▸ Passage for review
==*==
In order to fund (a) the divorce, (b) his soon to be ex-wife’s lifestyle, and (c) his own lifestyle, Frank has talked FOX in to a long term TV rights deal for Dodger games on a contract that is significantly… some would say obscenely… front loaded. The net effect would be that, while the money would arguably allow McCourt to pay off his wife and have a few bucks to spend on himself, it would also almost eliminate a critical revenue stream that the Dodgers would otherwise have to spend on other things… like baseball players, for example… over the rest of the next decade.

So Bud Selig said, “no”. This has forced the Dodgers in to bankruptcy when they were unable to meet their June 30 payroll.

When owners buy their team, they are required to sign an agreement stating that they will not sue MLB. I think it’s safe to say that the validity of that agreement is about to get tested and we will then get the “McCourt v. Selig” battle I referred to at the onset of this post.

If we were Dodger fans or if it had been the Twins ownership that had so overtly plundered their team’s present and future revenues, we would really have no choice but to loudly root for the Selig team. But we’re not and they haven’t.

So I’m rooting for McCourt.

It’s certainly not because I think what the McCourts did was “right”. The two of them have got to be just about the worst excuses for owners… and probably even just as human beings… that you could find in modern day sports. They are clearly flat out awful people and what they’ve done to the Dodgers is indefensible.

Bud Selig

But I don’t care about that as much as I care about Bud Selig and his buddies losing this fight. The reason is simple… if Frank McCourt can convince the legal system that he is within his rights, as owner of a MLB team, to essentially steal most of the team’s future TV revenues just to support his own immediate personal financial needs, then maybe… finally… MLB will be forced to finally take central control over teams’ local broadcast/cable rights.

McCourt is only able to do what he’s done because MLB lets every team negotiate their own local TV deals. This has, as we all now know, led to the BS blackout restrictions (~You can get anything you want at Alice’s Restaurant~) and, even more importantly, enormous revenue and competitive advantages for teams in the largest media markets.

I want the courts to tell Bud Selig, “You approved this guy as an owner… your rules say he can make his own TV deals… so if you don’t like the deals he makes, too damn bad! Maybe you should change the rules!”

Because, let’s face it, until the current situation blows up in Bud’s face, nothing will change. We will see the Yankees and Red Sox on TV 45 times a season. The Yankees will take in twice as much revenue as anyone else and therefore have twice as much to spend on talent. Only when revenues are more balanced (not necessarily equal, but more equitable) will teams compete on level playing fields… and that will not happen until Selig and the big market owners get punched in the nose by the courts. This may be the last, best hope of seeing that happen.

This would also solve the silly realignment issue. Which teams are crying the loudest for realignment? Baltimore, Toronto and Tampa Bay, that’s who. Why? Because in the current situation, they have to contend with the two teams with the most obscene revenue advantages, New York and Boston, every season. So, naturally, instead of curing the illness… revenue disparity… MLB proposes treating the symptom through realignment schemes that result in the rest of the AL sharing the competitive disadvantages equally. After all, MLB and their network partners WANT the Yankees and Red Sox in the playoffs every year and competitive balance would make that far less assured to happen.

Finally, there’s one last reason to root for the courts to come down against Bud Selig. It’s simple really. He’s Bud Selig.

I know the odds are against me… and Frank McCourt… in this deal. So what do we wish for if it’s not possible for McCourt to win this battle?

I guess there’s always the “swallow everyone involved on both sides in to a giant sinkhole” thing.
==*==
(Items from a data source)
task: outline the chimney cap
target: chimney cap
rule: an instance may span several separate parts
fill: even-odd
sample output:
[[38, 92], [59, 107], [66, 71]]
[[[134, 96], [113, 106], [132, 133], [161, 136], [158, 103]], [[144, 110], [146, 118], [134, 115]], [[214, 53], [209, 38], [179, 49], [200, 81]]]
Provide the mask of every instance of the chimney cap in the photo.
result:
==*==
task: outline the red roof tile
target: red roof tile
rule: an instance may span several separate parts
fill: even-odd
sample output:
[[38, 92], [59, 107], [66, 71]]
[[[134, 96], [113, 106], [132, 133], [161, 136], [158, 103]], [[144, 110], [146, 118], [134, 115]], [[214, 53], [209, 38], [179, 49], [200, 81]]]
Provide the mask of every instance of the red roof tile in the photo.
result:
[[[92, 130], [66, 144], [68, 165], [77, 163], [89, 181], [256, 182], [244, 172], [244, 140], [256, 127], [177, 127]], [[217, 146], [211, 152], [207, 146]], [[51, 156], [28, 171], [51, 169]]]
==*==
▸ Problem
Can you quote the Dodgers post word for word, starting at "So Bud Selig" and ending at "of this post."? The listing comes from a separate source, unrelated to the Dodgers post.

▸ Response to the task
So Bud Selig said, “no”. This has forced the Dodgers in to bankruptcy when they were unable to meet their June 30 payroll.

When owners buy their team, they are required to sign an agreement stating that they will not sue MLB. I think it’s safe to say that the validity of that agreement is about to get tested and we will then get the “McCourt v. Selig” battle I referred to at the onset of this post.